++++ ИЗВЛЕЧЁННЫЙ ТЕКСТ
Бейдевинд, идти бейдевинд – курс парусного судна, ближайший к направлению ветра и составляющий с последним угол менее 90 градусов. Минимальный, самый острый угол, под которым судно может идти против ветра под парусами, называется крутой бейдевинд, а от него до 90 градусов – полный бейдевинд.

Бизань-мачта – кормовая, третья по счету от носа судна мачта.

Бизань-ванты – снасти, поддерживающие с боков бизань-мачту.

Бимсы – поперечные деревянные брусья, соединяющие правые и левые ветви шпангоутов. Служат как для поддержания палуб, так и для создания поперечной прочности судна.

Бомбардир – воинское звание на флоте, соответствовавшее ефрейторскому в артиллерии.

Бот – небольшое, обычно довольно тяжелое одномачтовое парусное судно, использовавшееся в военном парусном флоте в качестве посыльного.

Брейд-вымпел – широкий и короткий вымпел с косицами и изображением военно-морского флага, поднимаемый на стеньге грот-мачты корабля, являющегося официальным местом пребывания начальника.

Бриг – двухмачтовое парусное военное судно с прямыми парусами, имел 10–24 пушки только на верхней палубе. Предназначался для крейсерской, разведывательной и посыльной службы.

Бушприт – горизонтальный или наклонный брус круглого сечения, выступающий впереди форштевня парусного судна. Служит для вынесения вперед носовых треугольных парусов для увеличения общей площади парусности и улучшения маневренных качеств судна.

Ванты – толстые смоленые тросы, которыми держатся с боков мачты и стеньги. Поперек вант располагаются выбленки из тонкого троса, служащие ступеньками для влезания на мачты и стеньги.

Ватерлиния – линия соприкосновения поверхности спокойной воды с корпусом плавающего судна.

Верп – вспомогательный якорь на судне, который завозят на шлюпке для стягивания судна с мели, для перетягивания судна на другое место и пр.

Вест (W) – запад.

Вестовой – в русском флоте матрос, состоявший при офицере для личных услуг.

«Воронье гнездо» – огражденная площадка, прикрепленная к мачте. Служит высоко расположенным наблюдательным пунктом.

Вымпел – узкий длинный флаг с косицами, поднимаемый на грот-мачте военного корабля и носимый постоянно (днем и ночью).

Гакаборт – верхняя закругленная часть кормовой оконечности судна.

Галс – курс судна относительно ветра. Например: судно идет левым галсом – когда ветер дует в левый борт судна.

Гардемарин – воспитанник старшего класса Морского кадетского корпуса.

Гитовы – снасти, которыми убирают паруса; «взять на гитовы» – собрать или подобрать паруса, не убирая их полностью.

Грот-марсель – второй снизу прямой парус на грот-мачте.

Грот-мачта – самая высокая мачта на судне, вторая по счету от носа судна.

Дрейф – боковое смещение, снос судна с намеченного курса течением или ветром.

Зыбь – длинные и пологие волны на поверхности океанов и морей, наблюдающиеся некоторое время после прекращения возвышающего их ветра или распространяющиеся за пределами воздействия ветра.
++++++++
> [ЧТО ТРЕБУЕТСЯ]:
(1) Перепишите без изменений отрывок словаря морских терминов от слов "Бейдевинд, идти бейдевинд –" до слов "соответствовавшее ефрейторскому в артиллерии." включительно.
(2) Сколько пушек имел бриг и где они располагались, согласно словарю морских терминов?
(3) Продолжите словарь морских терминов новыми статьями после статьи «Зыбь».
++++ НАБОР СТРОК
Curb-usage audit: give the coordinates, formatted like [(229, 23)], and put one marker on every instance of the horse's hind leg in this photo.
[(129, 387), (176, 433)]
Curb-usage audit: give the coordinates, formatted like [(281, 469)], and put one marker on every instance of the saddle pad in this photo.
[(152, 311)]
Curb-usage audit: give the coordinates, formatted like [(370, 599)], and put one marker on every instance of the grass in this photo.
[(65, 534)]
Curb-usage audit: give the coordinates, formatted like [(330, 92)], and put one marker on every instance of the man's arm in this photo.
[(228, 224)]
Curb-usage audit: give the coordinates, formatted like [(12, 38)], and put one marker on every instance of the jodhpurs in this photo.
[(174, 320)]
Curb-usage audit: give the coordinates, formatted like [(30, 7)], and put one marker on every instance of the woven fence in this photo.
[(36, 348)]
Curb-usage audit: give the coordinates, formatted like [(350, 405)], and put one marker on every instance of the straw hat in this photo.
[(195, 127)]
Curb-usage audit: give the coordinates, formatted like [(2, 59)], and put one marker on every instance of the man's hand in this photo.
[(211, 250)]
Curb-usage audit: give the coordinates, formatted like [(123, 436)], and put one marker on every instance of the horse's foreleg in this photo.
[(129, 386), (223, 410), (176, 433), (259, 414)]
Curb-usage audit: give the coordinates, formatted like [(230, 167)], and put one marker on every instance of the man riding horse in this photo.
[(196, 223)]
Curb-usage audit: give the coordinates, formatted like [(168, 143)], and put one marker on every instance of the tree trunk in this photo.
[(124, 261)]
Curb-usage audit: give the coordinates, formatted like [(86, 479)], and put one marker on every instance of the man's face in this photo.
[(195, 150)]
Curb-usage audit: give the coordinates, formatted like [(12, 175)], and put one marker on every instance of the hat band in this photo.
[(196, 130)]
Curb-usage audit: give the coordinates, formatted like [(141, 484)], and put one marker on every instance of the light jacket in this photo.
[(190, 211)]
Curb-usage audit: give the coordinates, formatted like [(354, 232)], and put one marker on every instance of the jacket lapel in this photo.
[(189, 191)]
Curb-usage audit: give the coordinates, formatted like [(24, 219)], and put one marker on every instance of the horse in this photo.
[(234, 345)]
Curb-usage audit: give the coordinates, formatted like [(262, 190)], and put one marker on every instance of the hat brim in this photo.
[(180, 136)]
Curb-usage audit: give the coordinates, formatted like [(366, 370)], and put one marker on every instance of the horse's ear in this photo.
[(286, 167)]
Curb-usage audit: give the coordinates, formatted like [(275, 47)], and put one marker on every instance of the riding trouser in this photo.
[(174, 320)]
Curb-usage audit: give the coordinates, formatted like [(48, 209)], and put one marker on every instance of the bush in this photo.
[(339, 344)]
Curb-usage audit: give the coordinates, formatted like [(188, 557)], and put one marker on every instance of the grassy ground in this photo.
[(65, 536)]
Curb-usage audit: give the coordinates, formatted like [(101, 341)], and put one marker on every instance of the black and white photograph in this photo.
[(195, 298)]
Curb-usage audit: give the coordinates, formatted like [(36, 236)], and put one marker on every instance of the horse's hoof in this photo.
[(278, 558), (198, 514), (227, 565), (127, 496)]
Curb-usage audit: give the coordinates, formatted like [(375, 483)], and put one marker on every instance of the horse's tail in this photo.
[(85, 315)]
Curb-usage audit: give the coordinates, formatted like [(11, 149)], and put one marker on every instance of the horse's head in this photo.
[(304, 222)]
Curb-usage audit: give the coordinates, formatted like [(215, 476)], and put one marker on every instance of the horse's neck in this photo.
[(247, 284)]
++++++++
> [ОТВЕТЫ ПО ЗАДАНИЯМ]:
(1)
Бейдевинд, идти бейдевинд – курс парусного судна, ближайший к направлению ветра и составляющий с последним угол менее 90 градусов. Минимальный, самый острый угол, под которым судно может идти против ветра под парусами, называется крутой бейдевинд, а от него до 90 градусов – полный бейдевинд.

Бизань-мачта – кормовая, третья по счету от носа судна мачта.

Бизань-ванты – снасти, поддерживающие с боков бизань-мачту.

Бимсы – поперечные деревянные брусья, соединяющие правые и левые ветви шпангоутов. Служат как для поддержания палуб, так и для создания поперечной прочности судна.

Бомбардир – воинское звание на флоте, соответствовавшее ефрейторскому в артиллерии.

(2) От 10 до 24 пушек, только на верхней палубе.

(3)
Зюйд (S) – юг.

Кабельтов – морская мера длины, равная 1/10 морской мили, или 185,2 м.

Камбуз – корабельная кухня.

Карронада – крупнокалиберная чугунная пушка с коротким стволом небольшой дальности стрельбы. На парусных кораблях устанавливались обычно на юте и баке.

Катер – гребно-парусная военно-морская шлюпка среднего размера на 10–18 весел.

Кают-компания – общее помещение на судне (для командного состава), в котором собираются для обеда, отдыха, занятий, совещаний и т. п.

Квартирмейстер – в дореволюционном русском флоте (до 1910 г.) – младший унтер-офицер.

Кильватер – строй кораблей, когда они следуют один за другим по прямой линии.

Кливер – один из передних треугольных парусов, второй от фок-мачты после стакселя.

Клипер – быстроходное парусное судно океанического плавания, существовавшее до конца XIX века. Купеческие клиперы, занимавшиеся перевозкой чая из Китая, назывались чайными, шерсти из Австралии – шерстяными.

Кница – деревянный угольник, служащий для скрепления между собой деталей набора корпуса судна.

Комингс – деревянный брус, ограждающий от воды люк в палубе.

Корвет – трехмачтовое парусное военное судно с прямыми парусами с открытыми (20–32 пушки) или закрытыми (14–24 пушки) батареями. Предназначался для разведки, посыльной службы, а иногда и для крейсерских действий.

Кранцы – кольца, сделанные из троса, служащие для укладки ядер у пушек, или деревянные толстые доски с вырезанными для ядер отверстиями.

Крюйсель – прямой парус на бизань-мачте, располагавшийся выше косого паруса.

Кубрик – самая нижняя жилая палуба на судне. Ниже нее расположен трюм.

Лавировать – продвигаться на парусном судне к цели переменными курсами по ломаной линии вследствие неблагоприятного встречного направления ветра (ложась то на правый, то на левый галс).

Линь – тонкий трос, выделанный из пеньки высшего качества, толщиной не более 1 дюйма, т. е. 25 мм.

Лисели – добавочные паруса, поднимаемые при слабых ветрах на двух передних мачтах сбоку от основных парусов.

Лот – прибор для измерения глубины моря. На парусных судах применялись ручные лоты, состоящие из свинцовой гири и привязанной к ней веревки, называемой лотлинем.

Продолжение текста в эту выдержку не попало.